Billy Fury remembered by Liverpool docks sculpture

Billy Fury remembered by Liverpool's docks

Born Ronald Wycherley in Dingle, Liverpool in April 1940, Billy Fury worked as a deck hand on the Mersey tug boats while teaching himself to play guitar and write songs.

Signing to music agent Larry Parnes at the age of 18, Fury went on to equal the Beatles’ record of 24 hits in the 1960s, and managed to spend 332 weeks in the UK chart, without a chart-topping single or album.

This achievement awarded Fury the curious honour of being the most successful artist in British chart history to never have a #1 record.

Billy Fury remembered by Liverpool's docks

Remembered by this sculpture by Tom Murphy on Liverpool’s dockside, Fury’s rise to fame was helped by his “mix of rough-hewn good looks and unassuming masculinity, coupled with an underlying vulnerability, all presented with a good voice and some serious musical talent.” [source]

Health problems  plagued Fury throughout his career, and after a period of semi retirement he starred as ‘Stormy Tempest’ in the film That’ll Be the Day, which also featured David Essex and Ringo Starr.

Questions:
- A) According to the piece on Billy Fury, how many weeks did he spend in the UK chart?
- B) Write a continuation of the piece on Billy Fury, starting right after its last sentence.
The records aren't needed for this work.

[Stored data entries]
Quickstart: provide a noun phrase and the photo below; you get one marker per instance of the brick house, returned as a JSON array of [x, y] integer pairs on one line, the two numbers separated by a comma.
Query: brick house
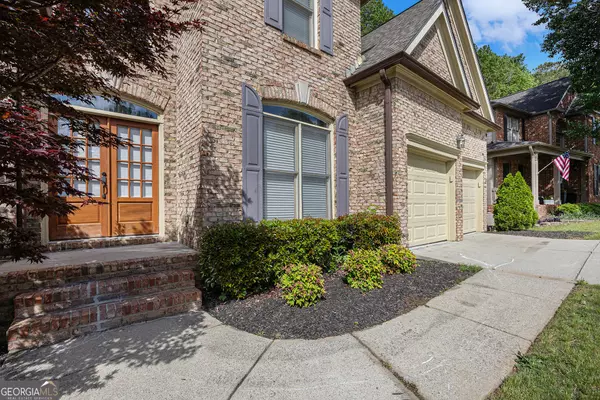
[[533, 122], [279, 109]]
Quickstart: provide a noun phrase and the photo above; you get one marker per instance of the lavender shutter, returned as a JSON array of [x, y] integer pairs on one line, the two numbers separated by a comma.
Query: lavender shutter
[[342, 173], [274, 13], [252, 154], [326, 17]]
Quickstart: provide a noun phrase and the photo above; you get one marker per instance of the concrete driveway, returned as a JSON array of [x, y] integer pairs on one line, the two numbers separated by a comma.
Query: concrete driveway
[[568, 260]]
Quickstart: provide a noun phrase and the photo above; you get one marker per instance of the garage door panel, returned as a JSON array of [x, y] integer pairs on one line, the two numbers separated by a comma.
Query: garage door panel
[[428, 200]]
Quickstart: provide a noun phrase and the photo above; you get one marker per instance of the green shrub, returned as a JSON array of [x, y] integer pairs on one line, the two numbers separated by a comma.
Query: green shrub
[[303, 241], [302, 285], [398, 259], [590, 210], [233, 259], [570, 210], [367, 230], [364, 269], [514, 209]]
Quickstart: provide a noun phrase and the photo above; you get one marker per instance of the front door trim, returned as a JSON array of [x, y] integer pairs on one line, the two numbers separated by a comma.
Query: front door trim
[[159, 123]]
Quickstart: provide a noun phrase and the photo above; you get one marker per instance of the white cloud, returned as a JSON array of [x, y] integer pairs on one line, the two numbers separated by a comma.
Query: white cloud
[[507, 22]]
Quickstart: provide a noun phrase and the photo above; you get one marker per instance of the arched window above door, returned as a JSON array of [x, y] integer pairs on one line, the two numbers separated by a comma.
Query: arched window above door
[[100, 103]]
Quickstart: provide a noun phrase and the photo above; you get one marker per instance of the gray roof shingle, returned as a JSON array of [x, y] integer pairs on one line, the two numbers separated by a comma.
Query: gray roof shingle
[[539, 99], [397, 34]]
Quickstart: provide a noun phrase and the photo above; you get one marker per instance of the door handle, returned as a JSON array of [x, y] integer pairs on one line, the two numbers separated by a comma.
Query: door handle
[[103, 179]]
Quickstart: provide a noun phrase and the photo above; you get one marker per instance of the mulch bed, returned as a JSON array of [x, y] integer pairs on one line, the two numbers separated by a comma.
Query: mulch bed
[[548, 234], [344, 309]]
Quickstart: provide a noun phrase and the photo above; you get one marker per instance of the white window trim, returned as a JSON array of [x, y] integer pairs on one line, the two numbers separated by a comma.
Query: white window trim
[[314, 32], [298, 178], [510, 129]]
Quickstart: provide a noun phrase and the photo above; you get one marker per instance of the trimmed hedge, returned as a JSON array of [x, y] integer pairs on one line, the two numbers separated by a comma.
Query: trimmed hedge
---
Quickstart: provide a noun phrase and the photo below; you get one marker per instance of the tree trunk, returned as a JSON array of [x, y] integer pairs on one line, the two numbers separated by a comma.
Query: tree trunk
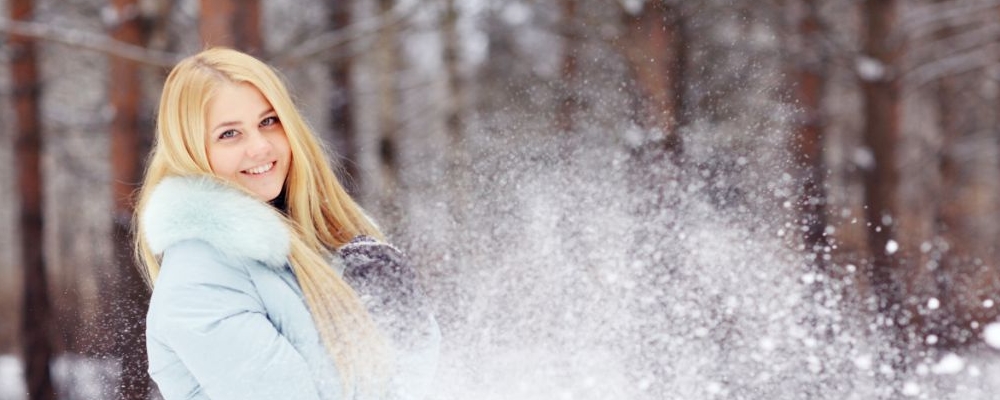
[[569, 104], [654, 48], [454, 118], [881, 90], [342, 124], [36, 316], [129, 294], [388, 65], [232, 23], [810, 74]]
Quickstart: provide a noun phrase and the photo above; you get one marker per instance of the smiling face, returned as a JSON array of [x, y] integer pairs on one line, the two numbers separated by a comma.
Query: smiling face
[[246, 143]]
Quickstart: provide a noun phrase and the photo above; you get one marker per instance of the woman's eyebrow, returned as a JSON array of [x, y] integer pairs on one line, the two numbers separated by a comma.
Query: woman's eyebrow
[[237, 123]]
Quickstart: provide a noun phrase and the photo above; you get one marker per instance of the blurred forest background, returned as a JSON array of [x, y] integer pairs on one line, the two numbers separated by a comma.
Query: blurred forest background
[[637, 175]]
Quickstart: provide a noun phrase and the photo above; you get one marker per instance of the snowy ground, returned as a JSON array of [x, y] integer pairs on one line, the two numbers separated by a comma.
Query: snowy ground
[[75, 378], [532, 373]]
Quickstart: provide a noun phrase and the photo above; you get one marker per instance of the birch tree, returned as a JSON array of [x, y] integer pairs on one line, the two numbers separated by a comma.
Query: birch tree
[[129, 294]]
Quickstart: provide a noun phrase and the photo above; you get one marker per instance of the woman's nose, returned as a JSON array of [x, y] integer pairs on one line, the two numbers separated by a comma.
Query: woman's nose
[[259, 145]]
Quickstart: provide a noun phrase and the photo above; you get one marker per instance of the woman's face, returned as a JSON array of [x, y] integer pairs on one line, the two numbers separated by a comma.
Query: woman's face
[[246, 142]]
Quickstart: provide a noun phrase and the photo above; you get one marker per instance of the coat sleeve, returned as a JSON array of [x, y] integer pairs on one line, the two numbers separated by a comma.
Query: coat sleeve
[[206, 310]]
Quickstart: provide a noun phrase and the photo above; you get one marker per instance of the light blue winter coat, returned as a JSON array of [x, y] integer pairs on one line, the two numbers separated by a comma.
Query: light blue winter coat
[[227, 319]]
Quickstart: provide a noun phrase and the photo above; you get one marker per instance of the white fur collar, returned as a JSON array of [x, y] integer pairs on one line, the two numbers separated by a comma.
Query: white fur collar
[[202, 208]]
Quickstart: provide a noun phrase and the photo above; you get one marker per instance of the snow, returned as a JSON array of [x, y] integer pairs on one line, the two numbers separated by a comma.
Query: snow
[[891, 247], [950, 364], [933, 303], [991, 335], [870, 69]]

Answers to the exercises:
- A) 332 weeks.

- B)
Billy Fury remembered by Liverpool's docks

Undergoing heart surgery in 1976, Fury was declared bankrupt in 1978. He died on 28 January 1983, after returning from a recording session in London.

This bronze bronze statue of Fury was unveiled at the National Museum of Liverpool Life in 2003, with the money raised by fans from the ‘The Sound of Fury’ fan club.